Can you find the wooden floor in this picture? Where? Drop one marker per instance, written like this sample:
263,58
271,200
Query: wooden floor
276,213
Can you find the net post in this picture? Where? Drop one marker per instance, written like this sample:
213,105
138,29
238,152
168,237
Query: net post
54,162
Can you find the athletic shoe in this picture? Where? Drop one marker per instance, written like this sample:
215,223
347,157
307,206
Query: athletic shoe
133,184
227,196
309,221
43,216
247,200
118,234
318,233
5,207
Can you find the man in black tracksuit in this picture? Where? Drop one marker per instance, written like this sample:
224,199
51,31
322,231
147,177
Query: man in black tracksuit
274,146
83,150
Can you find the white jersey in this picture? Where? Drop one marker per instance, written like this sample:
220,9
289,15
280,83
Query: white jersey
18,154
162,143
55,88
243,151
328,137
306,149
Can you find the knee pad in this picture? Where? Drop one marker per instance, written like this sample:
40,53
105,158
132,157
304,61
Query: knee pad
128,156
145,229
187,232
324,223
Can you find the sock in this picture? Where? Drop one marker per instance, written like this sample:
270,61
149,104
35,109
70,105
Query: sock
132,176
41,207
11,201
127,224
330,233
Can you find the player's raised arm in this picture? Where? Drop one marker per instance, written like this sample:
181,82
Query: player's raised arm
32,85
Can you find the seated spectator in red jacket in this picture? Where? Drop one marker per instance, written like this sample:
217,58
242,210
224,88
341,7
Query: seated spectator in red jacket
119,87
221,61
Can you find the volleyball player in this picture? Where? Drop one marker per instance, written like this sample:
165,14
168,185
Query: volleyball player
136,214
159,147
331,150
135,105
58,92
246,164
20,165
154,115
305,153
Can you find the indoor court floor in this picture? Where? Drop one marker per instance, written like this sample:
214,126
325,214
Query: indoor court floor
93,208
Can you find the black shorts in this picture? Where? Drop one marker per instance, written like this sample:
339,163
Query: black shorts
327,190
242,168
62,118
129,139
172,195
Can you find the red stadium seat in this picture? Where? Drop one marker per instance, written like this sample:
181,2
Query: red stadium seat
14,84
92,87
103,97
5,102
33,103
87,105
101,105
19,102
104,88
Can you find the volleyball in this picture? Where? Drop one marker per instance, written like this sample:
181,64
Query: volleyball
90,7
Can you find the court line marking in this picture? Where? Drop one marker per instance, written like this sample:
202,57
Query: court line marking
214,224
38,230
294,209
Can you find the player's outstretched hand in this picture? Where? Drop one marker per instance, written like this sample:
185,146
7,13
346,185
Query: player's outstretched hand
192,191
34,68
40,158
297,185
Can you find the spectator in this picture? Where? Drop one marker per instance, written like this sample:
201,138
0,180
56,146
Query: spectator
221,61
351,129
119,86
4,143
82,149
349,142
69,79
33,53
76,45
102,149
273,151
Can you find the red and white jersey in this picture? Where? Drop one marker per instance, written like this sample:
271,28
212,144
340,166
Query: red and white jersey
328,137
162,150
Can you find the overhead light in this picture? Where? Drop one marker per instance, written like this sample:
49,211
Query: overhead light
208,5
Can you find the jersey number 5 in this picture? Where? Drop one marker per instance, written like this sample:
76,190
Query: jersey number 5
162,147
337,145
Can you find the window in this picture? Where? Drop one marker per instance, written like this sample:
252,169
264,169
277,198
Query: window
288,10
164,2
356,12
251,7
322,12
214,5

· · · · · · ·

» Aim of the exercise
Reproduce all of the lines above word for word, changing nothing.

» Final result
Can you find the wooden floor in this picture? Where? Drop one marker per instance, written like this sample:
263,58
271,200
Query: wooden floor
276,213
Can you find the net post in this picture? Where? Drop one marker per instance, written like this sample:
213,105
138,29
238,152
168,237
Query: net post
54,162
Can you find the athletic shoe in this picture? Where? Drop one marker per instance, written like this sample:
215,223
347,157
307,206
Query: athletic shoe
133,184
227,196
309,221
43,216
247,200
118,234
318,233
5,207
Can you find the man in black tracksuit in this picture? Where? Drop one marker per instance, written like this sample:
224,199
51,31
322,231
147,177
Query: man in black tracksuit
274,146
83,150
Can you find the white jersey in this picture? Where? Drop one marker per instance, written like this sample:
220,9
289,15
280,83
Query: white jersey
18,154
162,143
55,88
243,151
328,137
306,149
Can you find the knee pad in this picture? Where? Drop one marker per instance, written like this sample:
40,53
105,158
132,157
304,61
Query: knee pad
128,156
145,229
187,232
324,223
Can you find the sock in this picture? Where? Drop one marker per instance, written like this sample:
270,61
149,104
35,109
70,105
Query: sock
132,176
41,207
11,201
127,224
330,233
Can you find the player's raised arm in this picture? Where? Drop one marker per instance, written like this sample:
181,82
Query: player's raised arm
32,85
Can you find the seated spectator in red jacket in this picture? Where? Drop one marker per instance, written like this sample:
217,58
242,210
224,88
341,7
Query: seated spectator in red jacket
119,87
221,61
Can you find the volleyball player in this picture? Where? Drop one marker per instance, written like this sample:
165,14
168,185
Query: volleyball player
136,214
159,147
331,150
135,105
58,92
246,164
20,165
154,115
305,153
Can you find the indoor court floor in this picture? Where? Drop one marker per instance, written like this sample:
214,126
325,214
Query: indoor court floor
93,208
Can you find the black shorts in this picture? Where? Drop one marker per instance, written like this sample:
339,163
Query: black shorts
327,190
242,168
62,118
129,139
172,195
Can you find the red stadium seat in this picture? Where? Drop one marker per instance, written like this sample:
181,2
Query: red stadium seat
14,84
92,87
103,97
5,102
33,103
87,105
101,105
19,102
104,88
Can you find the volleyball in this picture? Where? Drop one marker per instance, written like this sample:
181,64
Query: volleyball
90,7
Can you find the court line marking in this picture? Where? Drop one marker per instance, written like this sample:
202,57
Query: court line marking
214,224
38,230
294,209
Can you find the player's outstretched hand in this picture? Where? Drop one marker per instance, written like this sample:
185,146
7,13
346,185
Query: player's outstretched hand
192,191
34,68
40,158
297,185
Can you find the spectator in this picture? Where? Drop one marker per instance, written like this sample:
201,138
0,180
56,146
Query: spectator
221,61
351,129
119,86
4,143
82,149
349,142
69,79
33,53
76,45
102,149
273,151
Can you find the red and white jersey in this picture? Where? Drop one marker per instance, written like this sample:
271,28
212,144
340,166
Query: red and white jersey
328,137
162,150
Can you find the overhead light in this picture? Where? Drop one marker per instance, written like this sample:
49,211
Query: overhead light
208,5
Can you find the jersey number 5 in this picture? Where? Drop one marker per instance, written like this sample:
76,190
Query: jersey number 5
162,147
337,145
Can you find the window in this picture? Where? Drop one marker per instance, written like this sample:
252,169
264,169
277,198
Query: window
288,10
164,2
356,12
251,7
322,12
214,5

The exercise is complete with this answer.